| Stated goal |
Can you write out the entire listing below word for word, omitting the picture?

| Provided data |

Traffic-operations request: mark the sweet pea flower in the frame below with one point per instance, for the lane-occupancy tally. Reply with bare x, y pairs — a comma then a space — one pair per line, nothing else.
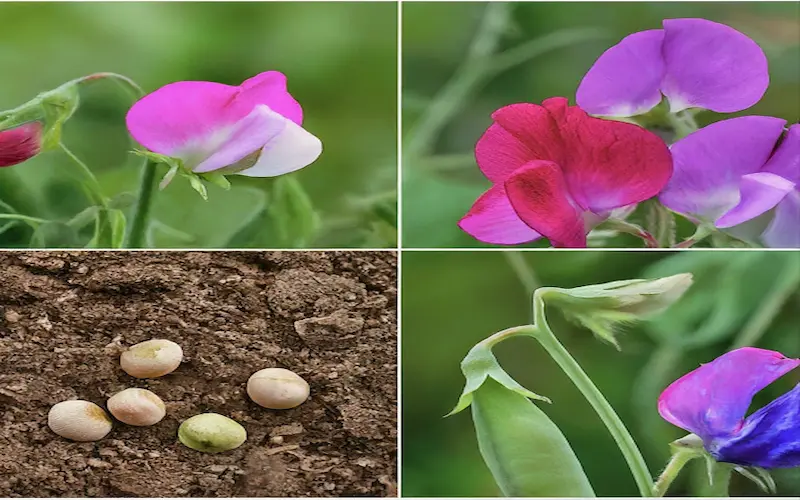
712, 401
253, 129
558, 172
695, 63
20, 144
731, 172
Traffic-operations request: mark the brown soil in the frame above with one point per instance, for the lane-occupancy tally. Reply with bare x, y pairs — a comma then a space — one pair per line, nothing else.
65, 317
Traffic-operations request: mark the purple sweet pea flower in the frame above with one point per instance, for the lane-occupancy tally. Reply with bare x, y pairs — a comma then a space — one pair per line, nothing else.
712, 400
253, 129
695, 63
730, 172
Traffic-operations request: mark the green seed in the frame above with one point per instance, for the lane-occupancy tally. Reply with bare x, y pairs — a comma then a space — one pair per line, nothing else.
211, 433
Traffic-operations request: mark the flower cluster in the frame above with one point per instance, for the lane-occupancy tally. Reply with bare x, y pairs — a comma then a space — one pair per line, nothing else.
558, 172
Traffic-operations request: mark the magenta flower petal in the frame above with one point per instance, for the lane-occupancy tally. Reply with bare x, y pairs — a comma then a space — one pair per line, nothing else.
784, 229
711, 66
625, 80
611, 164
268, 88
242, 138
538, 193
712, 400
709, 163
290, 150
179, 117
759, 192
786, 159
20, 144
492, 219
499, 153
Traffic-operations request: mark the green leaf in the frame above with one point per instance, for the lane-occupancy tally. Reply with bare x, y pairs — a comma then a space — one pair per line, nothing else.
525, 451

| Response below |
Traffic-operations request: mark the sweet pea flower in the frame below with one point per instance, for the lane-occupancy tally. Reply with bare x, y pairs — a comma then a space — one pair per line, nothing else.
712, 401
253, 129
558, 172
695, 63
20, 144
731, 172
Traffic-operations request: mark the brown soil in the frame above with one point per instance, for the lane-occupancy tally. Reply with bare x, y pairs — a comma then a space — one pair per line, nothing else.
65, 317
Traffic-operations request: mark the purple sweet pea flower in the frame above with one point per instance, for the lane-occupancy tally. Reply with bare x, y pairs — a comma then a space — one pair per line, nothing else.
712, 400
253, 129
695, 63
730, 172
Traffic-operations request: mark the green seed in the frame above with one point per instance, for the lane-occupancy tally. Reply with bare x, y pairs — a comma then a space — one pair per line, nothing else.
211, 433
Traffic-operations request: mark the flower cluster in the frame above with one point per instance, for the lane-occupancy tally. Reply with bare x, y pairs — a comma then a space — one pair per line, nothing else.
558, 172
Traffic-operations request: mark the magenta flower petal in the frame above with one point per instance, for the lane-occupancy tally. Reply with bare x, y pairs — a comma then a space — one pair per line, nothing else.
784, 229
711, 66
625, 80
611, 164
268, 88
242, 138
538, 193
712, 400
709, 163
290, 150
179, 117
759, 192
786, 159
20, 144
492, 219
499, 153
Traffic-operations request: mark the green leaf in the frame above with one point per instance, for the lane-occupancy tally. Reply with bare x, y pairs — a comma then a space — one pair per line, nothing else.
525, 451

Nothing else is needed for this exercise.